On November 17, 2023, the Conférence Monod-Diderot will welcome Julian E. Sale (MRC Laboratory of Molecular Biology, Francis Crick Avenue, Cambridge) who will speak on the theme:
Genomic determinants of mutation and epimutation
Abstract:
“The ability of certain DNA sequences to form secondary structures means that DNA itself can pose one of the most potent barriers to its own replication. I will explore how impediments to processive replication can lead to local, heritable loss of epigenetic information. Our recent work that suggests that even short sequences with structure-forming potential that were previously not thought to impede replication actually do cause transient polymerase stalling (Šviković et al., 2019) and that secondary structure is sensed by a core component of the replisome, Timeless (Lerner et al., 2020). I will discuss the relationship between sequence, structure formation and mutagenesis. I will show how the response of a polymerase in a simple primer extension assay can make predictions about the structure that a given sequence forms and that this correlates with the extent to which the sequence is maintained or mutated in the genome during evolution. The data suggest how relatively simple replication parameters may determine the genome wide distribution and stability of short tandem repeats (Murat et al., 2020). I will develop this theme by discussing our recent work on genomic determinants of mutagenesis, focussing on replication origin firing and DNA supercoiling.

PROVIDED INFORMATION ::
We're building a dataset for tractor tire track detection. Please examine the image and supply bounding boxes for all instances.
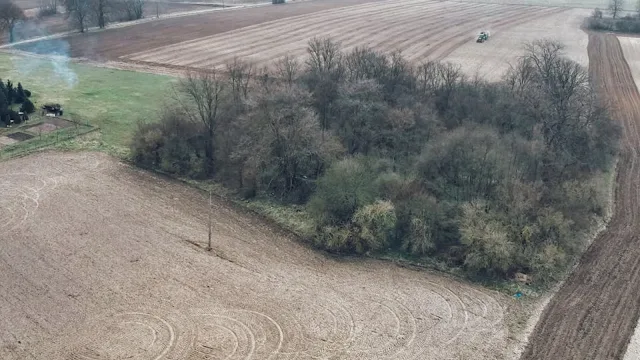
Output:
[522,33,640,360]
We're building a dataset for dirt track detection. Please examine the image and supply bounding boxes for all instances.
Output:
[522,34,640,360]
[0,153,510,360]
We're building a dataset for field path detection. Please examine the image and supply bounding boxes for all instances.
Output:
[522,34,640,360]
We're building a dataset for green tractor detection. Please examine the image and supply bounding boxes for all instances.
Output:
[476,31,489,43]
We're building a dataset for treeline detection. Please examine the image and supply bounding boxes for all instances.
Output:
[0,79,35,127]
[62,0,144,32]
[586,5,640,34]
[131,39,619,281]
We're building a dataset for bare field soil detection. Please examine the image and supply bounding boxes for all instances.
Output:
[121,0,565,68]
[0,1,224,46]
[522,33,640,360]
[446,9,590,81]
[618,36,640,88]
[11,0,589,80]
[0,153,513,360]
[11,0,380,60]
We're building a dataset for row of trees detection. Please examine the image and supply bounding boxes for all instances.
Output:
[63,0,144,32]
[586,0,640,33]
[0,0,26,42]
[132,39,619,279]
[0,0,144,42]
[0,79,35,126]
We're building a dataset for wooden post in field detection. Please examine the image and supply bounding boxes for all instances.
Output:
[207,190,212,251]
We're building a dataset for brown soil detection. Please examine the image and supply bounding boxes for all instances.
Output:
[522,34,640,360]
[11,0,375,59]
[0,153,512,360]
[122,0,566,69]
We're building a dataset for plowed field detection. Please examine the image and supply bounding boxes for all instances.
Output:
[123,0,565,68]
[0,153,509,360]
[522,34,640,360]
[8,0,589,80]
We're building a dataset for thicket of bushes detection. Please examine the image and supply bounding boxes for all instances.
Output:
[132,39,619,281]
[0,79,35,127]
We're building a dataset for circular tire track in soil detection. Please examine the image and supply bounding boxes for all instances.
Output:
[522,33,640,360]
[71,312,193,360]
[0,173,56,234]
[0,152,508,360]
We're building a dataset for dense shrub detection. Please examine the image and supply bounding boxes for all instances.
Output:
[309,157,378,225]
[131,37,620,282]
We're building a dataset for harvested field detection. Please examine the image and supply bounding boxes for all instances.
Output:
[8,0,589,80]
[0,1,225,45]
[0,153,511,360]
[446,9,591,81]
[122,0,564,68]
[522,34,640,360]
[11,0,380,60]
[618,36,640,88]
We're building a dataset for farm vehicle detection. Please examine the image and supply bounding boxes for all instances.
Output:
[476,31,489,43]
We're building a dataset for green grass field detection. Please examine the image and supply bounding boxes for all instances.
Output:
[0,53,177,156]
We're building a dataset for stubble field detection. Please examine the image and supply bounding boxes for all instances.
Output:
[0,153,510,360]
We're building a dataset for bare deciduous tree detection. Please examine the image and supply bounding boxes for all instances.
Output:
[118,0,144,21]
[0,0,25,42]
[175,71,224,175]
[227,58,253,103]
[275,55,300,87]
[609,0,624,19]
[64,0,91,32]
[91,0,111,29]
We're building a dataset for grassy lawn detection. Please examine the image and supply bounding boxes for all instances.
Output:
[0,53,176,156]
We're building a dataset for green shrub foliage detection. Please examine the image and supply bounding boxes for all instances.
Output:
[131,37,620,282]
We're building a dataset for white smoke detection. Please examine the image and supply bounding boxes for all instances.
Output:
[14,21,78,88]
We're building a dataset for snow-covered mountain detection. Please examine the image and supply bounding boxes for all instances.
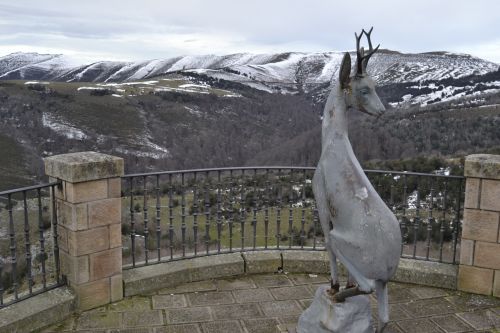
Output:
[0,50,498,88]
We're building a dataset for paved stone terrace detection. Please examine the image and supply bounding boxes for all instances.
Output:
[41,274,500,333]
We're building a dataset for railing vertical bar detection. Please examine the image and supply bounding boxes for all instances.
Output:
[205,171,211,254]
[240,169,246,251]
[276,169,282,249]
[0,253,4,309]
[300,170,307,249]
[252,169,258,250]
[288,169,294,249]
[228,170,234,252]
[23,191,33,295]
[425,177,434,260]
[142,176,149,265]
[264,169,271,250]
[389,179,394,209]
[156,175,161,262]
[36,189,47,289]
[7,194,18,299]
[453,179,462,264]
[129,177,135,267]
[217,170,222,253]
[401,175,409,254]
[413,176,420,259]
[193,171,198,256]
[181,172,187,257]
[168,174,174,260]
[439,179,448,262]
[51,185,61,284]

TASK OBJECTIVE ::
Please answer these questions about the seminar announcement:
1. On what date will the talk take place?
2. At which laboratory does the speaker work?
3. Which core component of the replisome senses secondary structure?
Rely on the seminar announcement alone.

ANSWER SPACE ::
1. November 17, 2023
2. MRC Laboratory of Molecular Biology
3. Timeless